**課題**
本文に基づき、次の問いにそれぞれ答えよ。
(a) 1939(昭和14)年の時点で、杉並区の清掃工場建設用地はどこに計画されていたか。
(b) 清掃工場の候補地となった高井戸の敷地には何があったか。
(c) 反対同盟が短期間で集めた清掃工場建設反対の署名は約何名分か。

**掲載本文**

一般財団法人杉並正用記念財団・内藤博孝さん

東京都が配布した1枚のチラシが騒動の始まり

私は両親に「お前は反対運動に出なくていい」と言われたので、一切参加しませんでした。父の祐二から「必要な情報は全て話すから、そこから自分が得た中で大切だと思うものだけ覚えておけばいい」と言われました。だから私は、父から聞いた話や、多方面から得た情報の中から伝えたいと思ったことだけを、そのまま話しています。
杉並区の清掃工場建設用地は1939(昭和14)年に西田町2丁目に計画されており、高井戸は候補にも挙がっていませんでした。それが、時を経た1966(昭和41)年11月、東都知事の時代に、何の前触れもなく「高井戸に清掃工場を建てる」ということを、住民たちはチラシ1枚で知らされたのです。ある日突然言われれば、誰でも「冗談じゃないよ」となりますよね。
清掃工場の候補地となった高井戸の敷地には藤棚とハス池がありました。反対同盟の地主団の長であった内藤庄衛門氏の所有地で、三笠宮殿下が幼少期に訪れた時に、その藤棚の下でよく遊んでいたという、由緒ある場所でもありました。だから、周辺の住民にとっても、すぐに受け入れられるような簡単なことではなかったのです。

1983(昭和58)年に杉並正用記念財団が編集・発行した『東京ゴミ戦争 高井戸住民の記録』

1983(昭和58)年に杉並正用記念財団が編集・発行した『東京ゴミ戦争 高井戸住民の記録』

高井戸住民の団結力

チラシが配布された直後は、みんな何が何だかわからない状況でしたが、それでも一気に人が集まって反対同盟が結成され、短期間で約2万名分の清掃工場建設反対の署名(※2)を集めました。その後、近所に住んでいた松本清張先生など学識を持った方の知識も取り入れながら、法廷闘争を続けました。
東京都側と反対同盟の話し合いは難航し、ついに都は高井戸清掃工場建設の強制執行のための強制測量を実行し始めました。都が突然測量に来るのに対し、住民も必死に抵抗しました。ゴルフ練習所の鉄塔をやぐらにして見張り所にし、都の職員が測量をしに来ると、伝令が走り、置いてあるブリキの缶をガンガンと叩いて、その音を聞いた住民が集まって反対運動を行いました。父から「それを見て、成田闘争(※3)の新左翼主要メンバーから、この反対同盟に協力したいとの申し出があったが断った」と聞きました。高井戸の反対同盟は、政治的な絡みは一切抜きに、住民の力だけで反対運動を起こすことが一番重要だったのです。

保存項目:

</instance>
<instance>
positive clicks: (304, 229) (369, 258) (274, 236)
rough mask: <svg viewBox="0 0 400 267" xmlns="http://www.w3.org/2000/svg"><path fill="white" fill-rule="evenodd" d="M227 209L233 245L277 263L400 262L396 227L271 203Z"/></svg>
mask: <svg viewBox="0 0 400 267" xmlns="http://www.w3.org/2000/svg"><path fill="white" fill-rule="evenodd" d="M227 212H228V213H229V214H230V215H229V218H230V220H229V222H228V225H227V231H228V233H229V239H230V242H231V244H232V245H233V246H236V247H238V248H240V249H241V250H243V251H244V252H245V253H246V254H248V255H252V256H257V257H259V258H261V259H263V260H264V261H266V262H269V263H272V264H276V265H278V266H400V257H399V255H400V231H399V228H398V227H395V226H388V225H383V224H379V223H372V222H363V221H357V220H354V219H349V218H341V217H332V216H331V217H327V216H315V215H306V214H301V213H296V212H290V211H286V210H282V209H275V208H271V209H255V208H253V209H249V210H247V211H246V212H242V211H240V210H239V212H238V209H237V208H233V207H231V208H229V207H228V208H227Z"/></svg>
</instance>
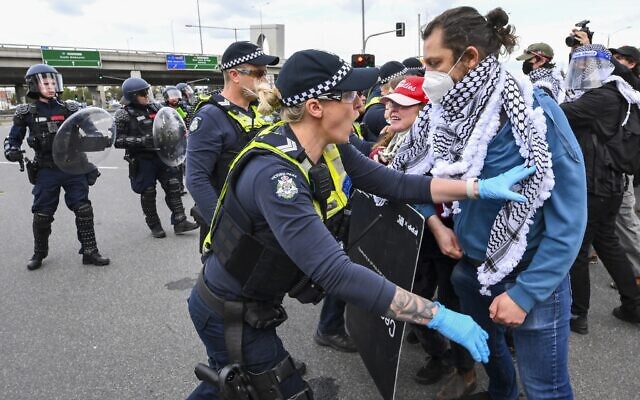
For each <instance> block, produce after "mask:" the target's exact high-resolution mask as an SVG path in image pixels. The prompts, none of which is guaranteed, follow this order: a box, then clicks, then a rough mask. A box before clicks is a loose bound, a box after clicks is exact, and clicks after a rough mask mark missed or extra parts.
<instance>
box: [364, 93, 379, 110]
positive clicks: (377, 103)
mask: <svg viewBox="0 0 640 400" xmlns="http://www.w3.org/2000/svg"><path fill="white" fill-rule="evenodd" d="M378 103H380V97H379V96H376V97H373V98H371V100H369V101H368V102H367V104H366V105H365V106H364V109H365V110H366V109H367V108H369V107H370V106H372V105H374V104H378Z"/></svg>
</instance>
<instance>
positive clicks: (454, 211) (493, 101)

**解答**
(a) 西田町2丁目
(b) 藤棚とハス池
(c) 約2万名分